WRITTEN EXERCISE:
Return each line of the rows below that contains the string "Output". Case matters, so only lines with that exact capitalization qualify.

DATA RECORDS:
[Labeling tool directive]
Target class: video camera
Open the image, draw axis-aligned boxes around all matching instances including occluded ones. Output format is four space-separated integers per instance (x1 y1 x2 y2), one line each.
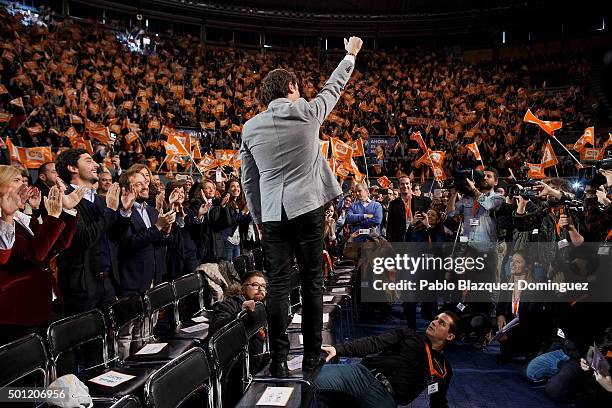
506 180 539 199
444 169 484 194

CORRECT ANSWER:
Open the image, draw axis-aligned boxes around all matching instances including occluded ones. Output format is four space-separated integers per instance (x1 y1 x2 y2), one line each.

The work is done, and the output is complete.